(PASSAGE)
03.30.08 | Family, LDS Church, marriage, sisters | 12 Comments

I must warn you: This is not a funny post. I don’t even try to be funny here. But I do gain Greek-tragedy-like catharsis, and so can you!

Someone made me mad at church today. Not an uncommon occurrence, though usually I just feel sympathy for the mis-opinionated. Unlike Giselle in Enchanted, I easily recognize and feel anger, and in the past couple of weeks I’ve felt enough anger for . . . well, for myself and for someone who hasn’t felt much anger for herself.

I bore my testimony (“testified”) today, and I talked about agency (“free will”) and about how my sister is experiencing a trial worse than any trial I ever imagined she or I would go through. I wasn’t trying to be melodramatic; I wanted to express my own hurt and my admiration for her reaction to this trial. Instead of wallowing in anger and destroying things (my natural inclination), my sister has responded by reading the scriptures more, praying more, and spending time with her kids and our family.

(EXTRACTED MATERIAL)
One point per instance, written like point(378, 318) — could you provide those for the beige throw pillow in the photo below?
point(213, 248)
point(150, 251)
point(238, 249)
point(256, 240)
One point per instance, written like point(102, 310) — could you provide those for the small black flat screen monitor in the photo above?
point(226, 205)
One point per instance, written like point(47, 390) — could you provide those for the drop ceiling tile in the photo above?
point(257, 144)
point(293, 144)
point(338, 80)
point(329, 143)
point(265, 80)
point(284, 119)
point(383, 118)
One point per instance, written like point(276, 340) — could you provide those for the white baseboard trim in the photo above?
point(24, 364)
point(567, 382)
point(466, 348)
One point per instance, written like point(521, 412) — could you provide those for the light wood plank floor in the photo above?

(ACTIVITY 1)
Write out the part of the blog post starting with "I bore my testimony" and going on through "and our family.".
(ACTIVITY 2)
Answer these about the blog post:
(a) How many comments does the post have?
(b) Which character from which film does the writer mention?
(c) What did the writer talk about besides the sister's trial?
The rows come from a different source than the blog post.

(TASK RESULT 1)
I bore my testimony (“testified”) today, and I talked about agency (“free will”) and about how my sister is experiencing a trial worse than any trial I ever imagined she or I would go through. I wasn’t trying to be melodramatic; I wanted to express my own hurt and my admiration for her reaction to this trial. Instead of wallowing in anger and destroying things (my natural inclination), my sister has responded by reading the scriptures more, praying more, and spending time with her kids and our family.

(TASK RESULT 2)
(a) 12
(b) Giselle in Enchanted
(c) Agency ("free will")